━━ EXERCISE MATERIAL

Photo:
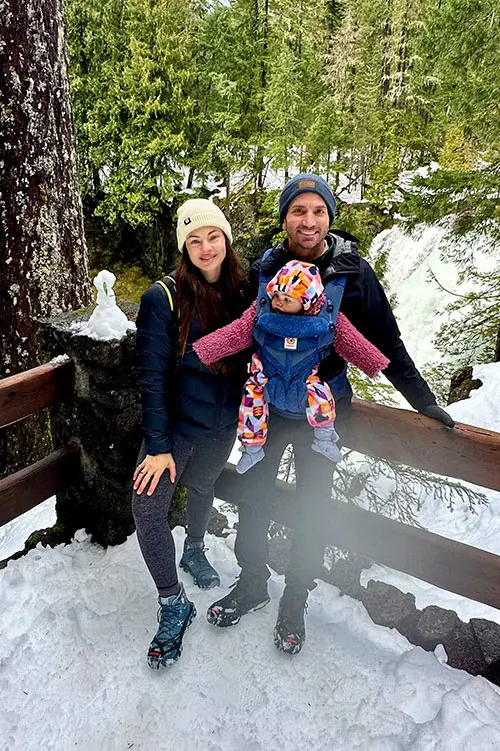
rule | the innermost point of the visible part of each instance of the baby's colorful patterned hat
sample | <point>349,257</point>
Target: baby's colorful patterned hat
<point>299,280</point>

━━━━
━━ EXERCISE MATERIAL

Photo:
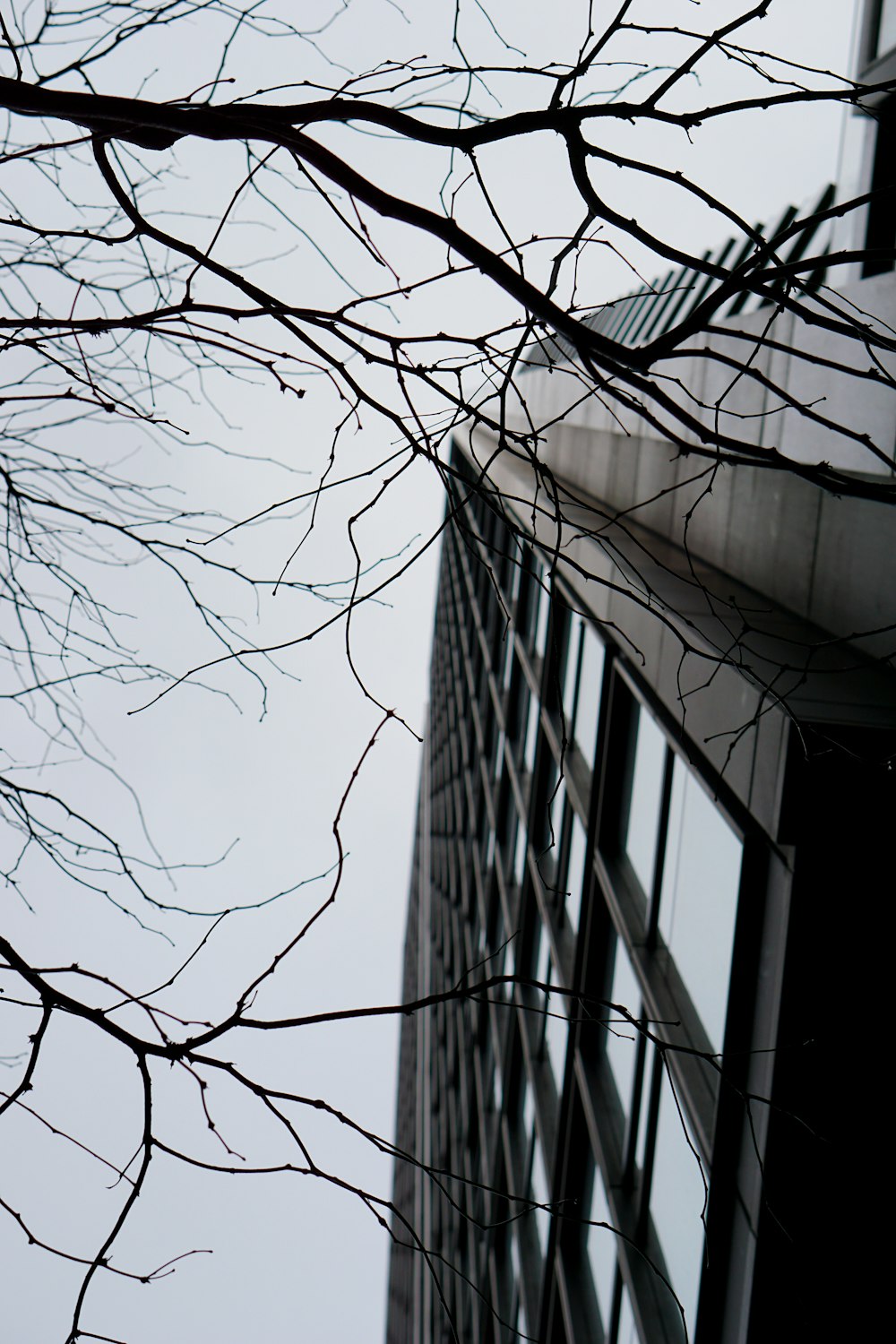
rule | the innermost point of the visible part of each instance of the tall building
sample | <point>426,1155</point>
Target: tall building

━━━━
━━ EXERCISE MATERIAL

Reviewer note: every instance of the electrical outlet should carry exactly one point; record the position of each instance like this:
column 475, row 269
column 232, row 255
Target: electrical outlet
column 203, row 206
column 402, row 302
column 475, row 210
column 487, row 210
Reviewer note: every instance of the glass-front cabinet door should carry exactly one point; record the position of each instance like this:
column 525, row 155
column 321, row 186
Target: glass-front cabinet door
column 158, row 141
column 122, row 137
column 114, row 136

━━━━

--- EXERCISE REQUIREMENTS ---
In the data above, find the line that contains "sample | <point>426,1155</point>" and the line that contains "Target: tall building". Repeat exactly those lines and every line between them, and only those.

--- TASK OUTPUT ---
sample | <point>426,1155</point>
Target: tall building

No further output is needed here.